Copy verbatim the stretch of the records below from the line containing "The service SHOULD place a point on the man climbing" through the end of the records, both ends included.
-- -- --
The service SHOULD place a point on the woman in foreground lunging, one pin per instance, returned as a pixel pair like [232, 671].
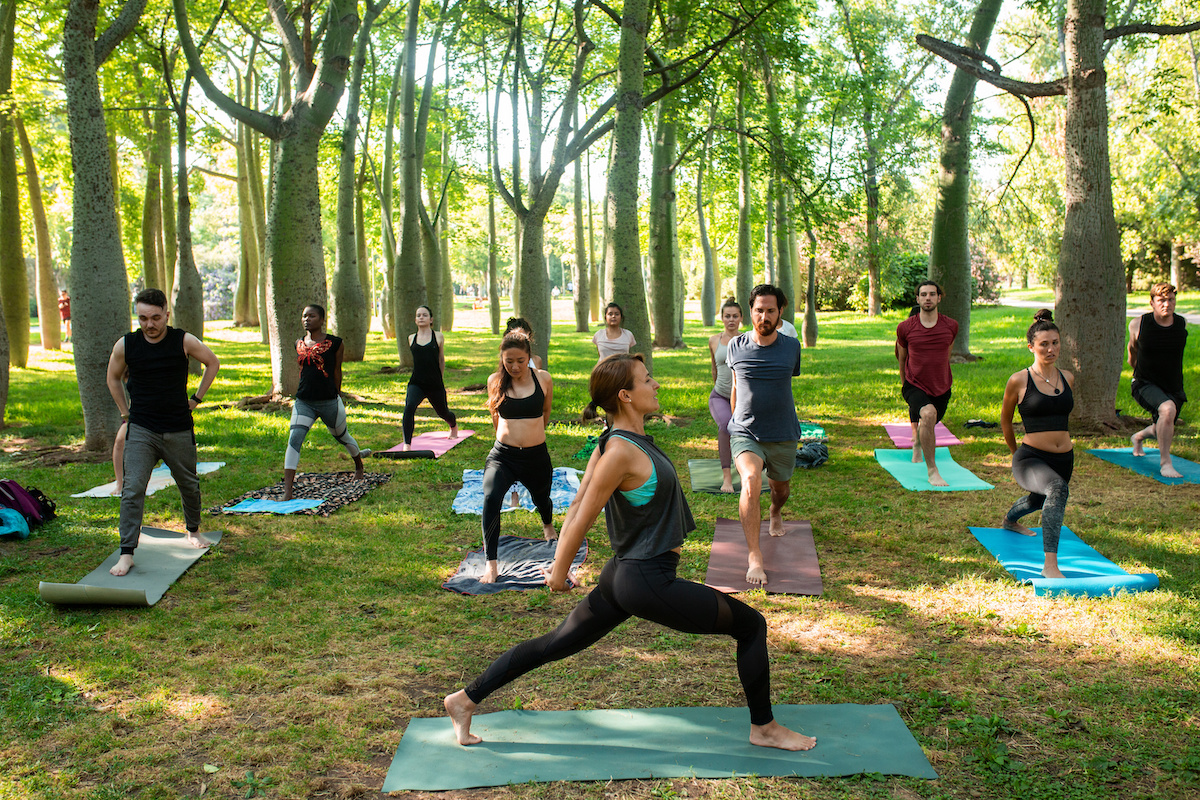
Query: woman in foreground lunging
[647, 518]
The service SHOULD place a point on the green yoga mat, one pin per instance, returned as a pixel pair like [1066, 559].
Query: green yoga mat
[706, 476]
[619, 744]
[162, 555]
[915, 476]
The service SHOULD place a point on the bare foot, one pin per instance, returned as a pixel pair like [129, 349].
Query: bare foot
[1015, 527]
[777, 735]
[755, 573]
[461, 709]
[195, 540]
[1167, 469]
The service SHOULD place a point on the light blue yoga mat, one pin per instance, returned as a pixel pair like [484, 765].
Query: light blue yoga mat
[1147, 464]
[619, 744]
[1087, 572]
[915, 476]
[261, 505]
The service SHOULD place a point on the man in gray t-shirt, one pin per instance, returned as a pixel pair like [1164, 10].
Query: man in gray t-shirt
[765, 429]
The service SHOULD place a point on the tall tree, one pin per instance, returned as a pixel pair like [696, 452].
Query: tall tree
[100, 292]
[949, 250]
[295, 264]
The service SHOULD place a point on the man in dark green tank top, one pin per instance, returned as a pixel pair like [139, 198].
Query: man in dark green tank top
[1156, 354]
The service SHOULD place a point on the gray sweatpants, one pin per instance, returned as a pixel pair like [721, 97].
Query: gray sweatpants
[143, 449]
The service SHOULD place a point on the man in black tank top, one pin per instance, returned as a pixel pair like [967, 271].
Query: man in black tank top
[159, 415]
[1156, 354]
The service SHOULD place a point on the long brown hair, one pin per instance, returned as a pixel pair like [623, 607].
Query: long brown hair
[513, 341]
[607, 379]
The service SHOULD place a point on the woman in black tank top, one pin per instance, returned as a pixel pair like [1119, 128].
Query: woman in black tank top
[427, 347]
[640, 579]
[1045, 459]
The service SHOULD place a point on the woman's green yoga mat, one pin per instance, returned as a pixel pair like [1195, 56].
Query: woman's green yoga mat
[913, 475]
[619, 744]
[162, 555]
[1087, 572]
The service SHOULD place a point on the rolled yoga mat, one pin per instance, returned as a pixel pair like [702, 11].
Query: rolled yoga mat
[913, 475]
[162, 555]
[621, 744]
[1147, 464]
[520, 560]
[1087, 572]
[160, 479]
[901, 434]
[791, 559]
[706, 476]
[433, 444]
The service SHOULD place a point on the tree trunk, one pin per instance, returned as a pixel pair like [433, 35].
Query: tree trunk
[47, 289]
[745, 256]
[1090, 292]
[624, 245]
[949, 250]
[13, 280]
[100, 290]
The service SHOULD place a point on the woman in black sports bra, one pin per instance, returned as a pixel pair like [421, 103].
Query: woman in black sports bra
[519, 397]
[1044, 462]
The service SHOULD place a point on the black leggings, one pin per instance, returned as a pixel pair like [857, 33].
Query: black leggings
[1045, 476]
[505, 465]
[648, 589]
[437, 397]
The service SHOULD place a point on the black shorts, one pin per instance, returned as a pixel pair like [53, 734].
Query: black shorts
[918, 400]
[1150, 397]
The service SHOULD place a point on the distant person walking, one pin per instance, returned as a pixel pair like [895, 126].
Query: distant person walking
[923, 346]
[1156, 354]
[612, 338]
[427, 380]
[159, 413]
[319, 395]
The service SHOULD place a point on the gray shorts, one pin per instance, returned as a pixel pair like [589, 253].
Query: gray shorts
[778, 457]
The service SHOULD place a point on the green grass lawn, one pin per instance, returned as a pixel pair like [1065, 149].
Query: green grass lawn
[291, 657]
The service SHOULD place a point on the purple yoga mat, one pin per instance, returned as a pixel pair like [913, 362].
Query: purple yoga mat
[435, 440]
[791, 559]
[901, 434]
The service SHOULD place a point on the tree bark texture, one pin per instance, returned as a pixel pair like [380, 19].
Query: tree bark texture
[100, 290]
[949, 251]
[1090, 292]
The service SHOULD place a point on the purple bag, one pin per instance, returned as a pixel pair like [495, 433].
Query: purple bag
[15, 495]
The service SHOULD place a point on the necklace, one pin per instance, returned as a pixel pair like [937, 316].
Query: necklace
[1056, 389]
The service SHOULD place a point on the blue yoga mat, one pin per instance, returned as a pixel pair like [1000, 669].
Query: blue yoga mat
[619, 744]
[261, 505]
[1147, 464]
[915, 476]
[520, 560]
[1087, 572]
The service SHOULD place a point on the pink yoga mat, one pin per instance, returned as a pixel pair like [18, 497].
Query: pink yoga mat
[791, 559]
[439, 441]
[901, 434]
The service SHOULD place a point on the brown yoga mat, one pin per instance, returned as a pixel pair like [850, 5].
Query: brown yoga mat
[791, 560]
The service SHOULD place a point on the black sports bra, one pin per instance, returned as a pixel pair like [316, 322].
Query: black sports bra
[1041, 411]
[523, 408]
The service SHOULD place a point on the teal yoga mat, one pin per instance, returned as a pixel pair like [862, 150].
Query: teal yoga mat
[1087, 572]
[161, 558]
[706, 476]
[621, 744]
[1147, 464]
[913, 475]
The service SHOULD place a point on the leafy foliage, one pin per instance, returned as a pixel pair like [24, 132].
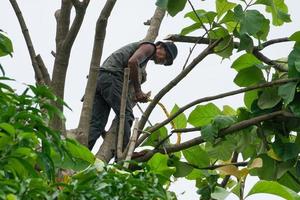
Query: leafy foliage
[271, 145]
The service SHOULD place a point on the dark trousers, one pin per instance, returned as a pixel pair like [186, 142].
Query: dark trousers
[108, 96]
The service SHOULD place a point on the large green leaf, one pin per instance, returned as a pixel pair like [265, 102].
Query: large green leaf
[246, 43]
[159, 165]
[209, 133]
[222, 121]
[225, 47]
[269, 169]
[156, 137]
[219, 193]
[6, 47]
[269, 98]
[180, 121]
[201, 16]
[79, 151]
[191, 28]
[245, 61]
[203, 114]
[290, 180]
[249, 97]
[278, 9]
[221, 151]
[249, 76]
[287, 92]
[295, 36]
[182, 168]
[286, 151]
[172, 6]
[293, 61]
[222, 6]
[271, 187]
[197, 156]
[252, 22]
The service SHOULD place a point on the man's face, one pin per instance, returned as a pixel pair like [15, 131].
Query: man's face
[160, 55]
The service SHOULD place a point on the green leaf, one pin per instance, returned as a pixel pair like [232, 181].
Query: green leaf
[6, 47]
[255, 24]
[218, 33]
[156, 137]
[249, 76]
[279, 12]
[225, 47]
[203, 114]
[209, 133]
[269, 98]
[201, 16]
[79, 151]
[295, 36]
[246, 43]
[286, 151]
[222, 121]
[229, 111]
[190, 28]
[222, 6]
[271, 187]
[268, 170]
[175, 6]
[221, 151]
[290, 180]
[287, 92]
[219, 193]
[249, 97]
[196, 156]
[293, 58]
[8, 128]
[162, 4]
[182, 169]
[180, 121]
[158, 165]
[245, 61]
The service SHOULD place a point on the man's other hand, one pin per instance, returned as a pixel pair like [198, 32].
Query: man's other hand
[142, 97]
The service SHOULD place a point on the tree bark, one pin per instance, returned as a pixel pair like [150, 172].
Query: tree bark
[107, 149]
[64, 41]
[100, 32]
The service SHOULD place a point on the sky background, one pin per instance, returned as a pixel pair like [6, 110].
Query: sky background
[212, 76]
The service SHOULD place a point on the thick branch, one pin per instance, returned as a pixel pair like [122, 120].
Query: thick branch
[219, 96]
[172, 84]
[233, 128]
[100, 33]
[63, 21]
[155, 23]
[256, 51]
[122, 113]
[37, 71]
[76, 24]
[44, 71]
[268, 61]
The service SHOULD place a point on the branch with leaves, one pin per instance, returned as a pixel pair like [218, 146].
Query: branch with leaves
[222, 133]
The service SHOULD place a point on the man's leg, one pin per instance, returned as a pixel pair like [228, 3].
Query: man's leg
[99, 117]
[114, 101]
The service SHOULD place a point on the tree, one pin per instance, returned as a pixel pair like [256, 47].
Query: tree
[269, 119]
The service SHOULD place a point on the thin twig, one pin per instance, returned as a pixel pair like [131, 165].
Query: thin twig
[122, 113]
[37, 71]
[132, 142]
[219, 96]
[172, 84]
[222, 133]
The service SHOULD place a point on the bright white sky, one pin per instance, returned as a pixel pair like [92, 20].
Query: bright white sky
[210, 77]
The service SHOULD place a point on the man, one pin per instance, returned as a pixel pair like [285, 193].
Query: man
[110, 82]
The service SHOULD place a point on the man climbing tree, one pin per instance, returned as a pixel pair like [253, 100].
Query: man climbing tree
[110, 82]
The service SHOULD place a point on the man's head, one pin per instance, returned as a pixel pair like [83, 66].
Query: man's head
-- -- --
### Task solution
The service SHOULD place a point on the man climbing tree, one pin per instance, returned as a pixel pair like [253, 100].
Query: man climbing tree
[110, 82]
The service SHOULD place a point on the man's head, one pin per instance, returned as a pixel pair like [83, 66].
Query: man's head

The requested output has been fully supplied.